(Items listed in a dataset)
● ● ● ● ●
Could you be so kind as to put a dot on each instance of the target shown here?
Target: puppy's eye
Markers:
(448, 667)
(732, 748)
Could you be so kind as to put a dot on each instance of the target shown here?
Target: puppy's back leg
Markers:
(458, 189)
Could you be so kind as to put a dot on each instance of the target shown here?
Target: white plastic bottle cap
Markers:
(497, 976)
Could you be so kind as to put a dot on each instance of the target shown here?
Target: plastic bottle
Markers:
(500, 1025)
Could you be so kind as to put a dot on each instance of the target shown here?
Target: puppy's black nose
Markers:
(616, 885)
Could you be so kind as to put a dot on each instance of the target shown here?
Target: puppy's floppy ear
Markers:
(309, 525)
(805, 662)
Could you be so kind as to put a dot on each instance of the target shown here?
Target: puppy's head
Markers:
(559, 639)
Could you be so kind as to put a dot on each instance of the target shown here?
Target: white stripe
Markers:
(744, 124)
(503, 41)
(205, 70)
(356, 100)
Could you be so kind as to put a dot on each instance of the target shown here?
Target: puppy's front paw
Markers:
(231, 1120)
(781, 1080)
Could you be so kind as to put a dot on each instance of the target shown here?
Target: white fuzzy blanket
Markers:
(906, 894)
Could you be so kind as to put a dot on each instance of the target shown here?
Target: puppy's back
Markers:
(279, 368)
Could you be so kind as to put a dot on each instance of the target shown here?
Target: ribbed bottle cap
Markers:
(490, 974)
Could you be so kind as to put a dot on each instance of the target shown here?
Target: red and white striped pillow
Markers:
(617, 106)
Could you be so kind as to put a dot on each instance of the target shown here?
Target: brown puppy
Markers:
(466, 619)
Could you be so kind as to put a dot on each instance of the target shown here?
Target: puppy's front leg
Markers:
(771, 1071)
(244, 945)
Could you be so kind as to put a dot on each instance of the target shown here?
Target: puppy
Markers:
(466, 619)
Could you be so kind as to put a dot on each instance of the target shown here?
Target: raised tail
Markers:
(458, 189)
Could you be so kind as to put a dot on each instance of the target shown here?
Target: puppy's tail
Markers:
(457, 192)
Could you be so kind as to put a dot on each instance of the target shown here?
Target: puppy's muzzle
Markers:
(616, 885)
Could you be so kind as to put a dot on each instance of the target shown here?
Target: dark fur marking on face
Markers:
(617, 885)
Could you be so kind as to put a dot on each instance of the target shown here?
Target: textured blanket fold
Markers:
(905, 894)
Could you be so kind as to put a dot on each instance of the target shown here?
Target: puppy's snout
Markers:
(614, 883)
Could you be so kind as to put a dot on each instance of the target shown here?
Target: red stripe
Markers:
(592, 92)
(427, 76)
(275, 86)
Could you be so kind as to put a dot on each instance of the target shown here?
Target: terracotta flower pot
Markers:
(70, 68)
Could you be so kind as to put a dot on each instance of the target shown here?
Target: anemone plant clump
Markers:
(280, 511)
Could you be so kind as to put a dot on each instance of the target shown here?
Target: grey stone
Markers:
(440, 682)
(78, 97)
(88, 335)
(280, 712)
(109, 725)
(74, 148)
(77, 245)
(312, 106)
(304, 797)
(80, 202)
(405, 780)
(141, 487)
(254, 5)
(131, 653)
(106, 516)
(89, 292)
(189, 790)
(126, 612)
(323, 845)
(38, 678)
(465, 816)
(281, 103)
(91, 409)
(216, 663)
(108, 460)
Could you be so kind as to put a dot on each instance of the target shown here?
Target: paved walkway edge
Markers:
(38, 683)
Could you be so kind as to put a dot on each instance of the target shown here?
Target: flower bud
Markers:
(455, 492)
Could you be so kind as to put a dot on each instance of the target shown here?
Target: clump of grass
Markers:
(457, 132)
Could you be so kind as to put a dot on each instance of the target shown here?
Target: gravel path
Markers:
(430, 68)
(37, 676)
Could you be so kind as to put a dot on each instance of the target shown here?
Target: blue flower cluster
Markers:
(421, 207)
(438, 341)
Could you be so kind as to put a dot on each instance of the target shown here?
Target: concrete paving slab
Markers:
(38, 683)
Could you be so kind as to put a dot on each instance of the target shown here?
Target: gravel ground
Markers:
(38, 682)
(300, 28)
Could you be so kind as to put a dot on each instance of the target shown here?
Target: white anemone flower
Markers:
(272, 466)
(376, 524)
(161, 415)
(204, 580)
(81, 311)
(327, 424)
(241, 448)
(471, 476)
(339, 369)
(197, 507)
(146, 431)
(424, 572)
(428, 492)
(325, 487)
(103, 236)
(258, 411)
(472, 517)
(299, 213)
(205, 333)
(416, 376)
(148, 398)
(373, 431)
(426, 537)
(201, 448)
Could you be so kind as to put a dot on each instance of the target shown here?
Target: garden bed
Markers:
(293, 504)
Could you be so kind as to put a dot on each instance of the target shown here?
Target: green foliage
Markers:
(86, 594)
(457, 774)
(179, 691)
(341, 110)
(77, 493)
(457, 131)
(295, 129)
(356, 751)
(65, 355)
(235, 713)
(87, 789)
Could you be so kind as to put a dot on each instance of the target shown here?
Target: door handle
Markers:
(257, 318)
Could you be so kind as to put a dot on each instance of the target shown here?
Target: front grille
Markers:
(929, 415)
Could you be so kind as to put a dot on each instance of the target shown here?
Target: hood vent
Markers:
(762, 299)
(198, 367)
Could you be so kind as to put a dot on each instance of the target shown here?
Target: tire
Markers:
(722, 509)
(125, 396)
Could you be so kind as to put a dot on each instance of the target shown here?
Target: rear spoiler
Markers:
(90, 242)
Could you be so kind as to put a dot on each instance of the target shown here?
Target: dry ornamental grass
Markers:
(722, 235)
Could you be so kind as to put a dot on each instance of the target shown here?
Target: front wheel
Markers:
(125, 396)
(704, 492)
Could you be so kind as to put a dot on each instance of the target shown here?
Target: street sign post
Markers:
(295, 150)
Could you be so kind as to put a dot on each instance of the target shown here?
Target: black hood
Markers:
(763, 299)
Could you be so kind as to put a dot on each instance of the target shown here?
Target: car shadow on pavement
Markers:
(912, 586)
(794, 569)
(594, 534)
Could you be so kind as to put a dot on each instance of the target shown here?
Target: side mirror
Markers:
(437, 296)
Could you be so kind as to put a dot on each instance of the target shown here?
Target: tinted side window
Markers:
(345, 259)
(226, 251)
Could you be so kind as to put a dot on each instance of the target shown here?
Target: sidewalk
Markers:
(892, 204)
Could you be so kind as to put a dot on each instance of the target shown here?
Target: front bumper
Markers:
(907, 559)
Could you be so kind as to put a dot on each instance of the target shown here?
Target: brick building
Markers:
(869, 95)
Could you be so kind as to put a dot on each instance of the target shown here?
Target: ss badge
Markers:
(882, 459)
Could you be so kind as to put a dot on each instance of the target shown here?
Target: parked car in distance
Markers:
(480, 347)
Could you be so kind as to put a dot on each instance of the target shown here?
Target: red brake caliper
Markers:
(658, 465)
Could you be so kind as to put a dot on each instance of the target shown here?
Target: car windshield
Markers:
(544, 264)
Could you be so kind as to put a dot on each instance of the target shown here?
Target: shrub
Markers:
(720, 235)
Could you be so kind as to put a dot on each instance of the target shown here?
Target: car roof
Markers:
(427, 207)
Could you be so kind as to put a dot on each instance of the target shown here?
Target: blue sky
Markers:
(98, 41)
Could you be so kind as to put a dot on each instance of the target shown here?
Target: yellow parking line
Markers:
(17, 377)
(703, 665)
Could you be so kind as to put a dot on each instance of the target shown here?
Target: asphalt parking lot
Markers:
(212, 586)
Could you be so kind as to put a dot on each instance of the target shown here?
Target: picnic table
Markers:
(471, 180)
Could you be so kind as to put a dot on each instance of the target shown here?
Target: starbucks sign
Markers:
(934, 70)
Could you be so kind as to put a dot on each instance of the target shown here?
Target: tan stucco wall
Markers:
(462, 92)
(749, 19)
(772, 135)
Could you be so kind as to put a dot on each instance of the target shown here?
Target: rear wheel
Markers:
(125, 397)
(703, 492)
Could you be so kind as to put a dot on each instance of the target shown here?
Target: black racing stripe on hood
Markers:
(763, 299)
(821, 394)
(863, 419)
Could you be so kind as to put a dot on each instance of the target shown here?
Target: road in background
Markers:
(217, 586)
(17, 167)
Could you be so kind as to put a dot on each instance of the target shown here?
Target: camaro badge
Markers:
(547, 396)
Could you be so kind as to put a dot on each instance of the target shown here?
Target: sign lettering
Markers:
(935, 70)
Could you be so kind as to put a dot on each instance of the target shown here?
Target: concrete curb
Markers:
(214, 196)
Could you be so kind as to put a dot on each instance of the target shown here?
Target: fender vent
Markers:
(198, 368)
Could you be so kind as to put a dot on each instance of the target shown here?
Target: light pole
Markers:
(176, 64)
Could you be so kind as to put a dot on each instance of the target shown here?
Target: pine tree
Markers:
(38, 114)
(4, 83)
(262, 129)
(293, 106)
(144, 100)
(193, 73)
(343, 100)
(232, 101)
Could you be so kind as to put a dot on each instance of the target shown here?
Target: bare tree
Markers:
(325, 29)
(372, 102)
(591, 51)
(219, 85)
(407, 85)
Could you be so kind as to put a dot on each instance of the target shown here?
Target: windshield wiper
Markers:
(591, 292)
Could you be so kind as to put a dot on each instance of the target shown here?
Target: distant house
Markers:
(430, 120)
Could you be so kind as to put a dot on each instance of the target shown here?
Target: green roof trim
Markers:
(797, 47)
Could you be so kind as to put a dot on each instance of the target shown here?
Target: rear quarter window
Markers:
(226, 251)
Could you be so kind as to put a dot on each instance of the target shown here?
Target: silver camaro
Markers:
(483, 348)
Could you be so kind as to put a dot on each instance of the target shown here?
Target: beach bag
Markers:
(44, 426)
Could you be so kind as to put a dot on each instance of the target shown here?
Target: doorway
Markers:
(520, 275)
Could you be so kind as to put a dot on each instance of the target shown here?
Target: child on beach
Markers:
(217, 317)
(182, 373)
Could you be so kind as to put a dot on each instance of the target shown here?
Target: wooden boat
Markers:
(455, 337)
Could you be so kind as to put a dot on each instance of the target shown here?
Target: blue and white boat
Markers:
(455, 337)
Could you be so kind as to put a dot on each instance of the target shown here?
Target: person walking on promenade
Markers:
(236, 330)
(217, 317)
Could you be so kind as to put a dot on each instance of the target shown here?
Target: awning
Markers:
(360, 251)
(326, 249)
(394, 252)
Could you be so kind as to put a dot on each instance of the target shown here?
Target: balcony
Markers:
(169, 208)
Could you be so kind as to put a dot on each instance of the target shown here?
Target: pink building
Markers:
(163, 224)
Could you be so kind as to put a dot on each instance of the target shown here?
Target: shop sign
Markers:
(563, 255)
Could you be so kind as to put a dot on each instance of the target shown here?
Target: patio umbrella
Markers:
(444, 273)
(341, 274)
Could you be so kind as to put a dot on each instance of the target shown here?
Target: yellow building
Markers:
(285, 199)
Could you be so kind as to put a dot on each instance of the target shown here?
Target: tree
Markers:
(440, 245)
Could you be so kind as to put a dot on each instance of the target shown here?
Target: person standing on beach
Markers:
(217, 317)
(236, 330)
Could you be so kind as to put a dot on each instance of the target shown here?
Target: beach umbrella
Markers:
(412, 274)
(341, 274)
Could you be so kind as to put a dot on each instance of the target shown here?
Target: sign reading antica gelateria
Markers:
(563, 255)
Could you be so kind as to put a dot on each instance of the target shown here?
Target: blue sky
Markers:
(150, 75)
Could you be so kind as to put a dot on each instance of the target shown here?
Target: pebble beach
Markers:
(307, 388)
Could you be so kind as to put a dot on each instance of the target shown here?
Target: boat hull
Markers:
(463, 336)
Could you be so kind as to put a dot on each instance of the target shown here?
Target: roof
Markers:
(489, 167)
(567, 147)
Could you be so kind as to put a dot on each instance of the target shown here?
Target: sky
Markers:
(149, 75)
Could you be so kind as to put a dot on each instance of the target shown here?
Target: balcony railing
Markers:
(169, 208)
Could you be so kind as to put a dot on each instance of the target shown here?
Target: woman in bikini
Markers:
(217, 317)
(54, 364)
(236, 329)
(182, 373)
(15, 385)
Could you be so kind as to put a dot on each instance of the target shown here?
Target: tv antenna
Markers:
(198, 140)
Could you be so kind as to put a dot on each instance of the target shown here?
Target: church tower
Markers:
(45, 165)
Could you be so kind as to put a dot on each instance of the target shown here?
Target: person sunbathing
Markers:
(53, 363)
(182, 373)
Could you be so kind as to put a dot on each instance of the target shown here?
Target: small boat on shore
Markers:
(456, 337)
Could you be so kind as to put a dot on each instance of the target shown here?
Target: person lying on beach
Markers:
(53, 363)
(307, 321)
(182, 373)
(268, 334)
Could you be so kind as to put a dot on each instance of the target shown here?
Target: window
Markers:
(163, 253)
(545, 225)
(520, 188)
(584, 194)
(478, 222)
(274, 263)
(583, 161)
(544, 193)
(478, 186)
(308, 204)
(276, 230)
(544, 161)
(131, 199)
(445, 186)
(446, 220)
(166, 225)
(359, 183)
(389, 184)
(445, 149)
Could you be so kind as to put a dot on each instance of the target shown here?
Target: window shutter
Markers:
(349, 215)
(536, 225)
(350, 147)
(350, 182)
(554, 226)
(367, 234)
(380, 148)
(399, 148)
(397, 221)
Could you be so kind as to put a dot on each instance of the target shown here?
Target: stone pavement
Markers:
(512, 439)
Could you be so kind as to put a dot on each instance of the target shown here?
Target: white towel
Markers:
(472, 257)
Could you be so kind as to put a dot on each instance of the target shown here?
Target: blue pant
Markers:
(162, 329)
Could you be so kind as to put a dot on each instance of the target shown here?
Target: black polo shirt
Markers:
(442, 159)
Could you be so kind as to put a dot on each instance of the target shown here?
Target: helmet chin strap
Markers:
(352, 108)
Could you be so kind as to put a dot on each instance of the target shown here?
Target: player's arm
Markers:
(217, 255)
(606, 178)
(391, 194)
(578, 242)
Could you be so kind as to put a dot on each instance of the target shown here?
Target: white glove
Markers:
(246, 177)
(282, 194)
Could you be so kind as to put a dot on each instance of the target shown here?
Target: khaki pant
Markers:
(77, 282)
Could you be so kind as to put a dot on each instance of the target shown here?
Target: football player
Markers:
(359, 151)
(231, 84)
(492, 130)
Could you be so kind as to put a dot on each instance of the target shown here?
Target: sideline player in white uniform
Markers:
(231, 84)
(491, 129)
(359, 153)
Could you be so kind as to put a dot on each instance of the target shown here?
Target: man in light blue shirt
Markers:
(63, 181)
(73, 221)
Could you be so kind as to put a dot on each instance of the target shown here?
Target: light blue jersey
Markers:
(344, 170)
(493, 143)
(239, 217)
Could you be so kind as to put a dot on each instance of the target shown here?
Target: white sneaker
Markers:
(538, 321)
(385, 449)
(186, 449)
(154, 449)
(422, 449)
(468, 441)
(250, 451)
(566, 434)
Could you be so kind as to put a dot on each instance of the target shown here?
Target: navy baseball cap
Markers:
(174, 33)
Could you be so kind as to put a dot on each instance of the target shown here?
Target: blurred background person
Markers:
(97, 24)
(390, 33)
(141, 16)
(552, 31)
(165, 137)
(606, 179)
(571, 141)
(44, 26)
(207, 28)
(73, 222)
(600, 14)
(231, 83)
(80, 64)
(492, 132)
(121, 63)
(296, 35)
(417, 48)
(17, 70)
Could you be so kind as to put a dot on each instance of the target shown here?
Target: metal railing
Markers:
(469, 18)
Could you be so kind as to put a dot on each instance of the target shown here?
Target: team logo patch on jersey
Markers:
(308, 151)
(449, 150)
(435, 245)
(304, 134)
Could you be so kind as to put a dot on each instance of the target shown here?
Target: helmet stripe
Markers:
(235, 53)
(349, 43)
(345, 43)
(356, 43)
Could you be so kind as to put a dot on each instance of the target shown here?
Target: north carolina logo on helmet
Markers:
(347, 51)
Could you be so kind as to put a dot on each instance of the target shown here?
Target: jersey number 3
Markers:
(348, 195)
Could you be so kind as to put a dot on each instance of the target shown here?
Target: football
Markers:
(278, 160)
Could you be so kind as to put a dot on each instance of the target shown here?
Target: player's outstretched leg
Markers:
● ● ● ● ●
• [ABOUT THIS TASK] Across the data, pull every line containing the string "camaro".

• [SOLUTION]
Target: camaro badge
Target: silver camaro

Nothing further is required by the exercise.